**Your objective**
Every line of the data below should be written out word for word.

═══ Extracted data

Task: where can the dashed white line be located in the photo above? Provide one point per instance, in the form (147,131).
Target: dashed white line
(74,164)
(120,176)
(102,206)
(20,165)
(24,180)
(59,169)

══════

**Exercise response**
Task: where can the dashed white line be located in the photo above? Provide one point per instance, in the form (147,131).
Target: dashed white line
(74,164)
(120,176)
(102,206)
(20,165)
(24,180)
(59,169)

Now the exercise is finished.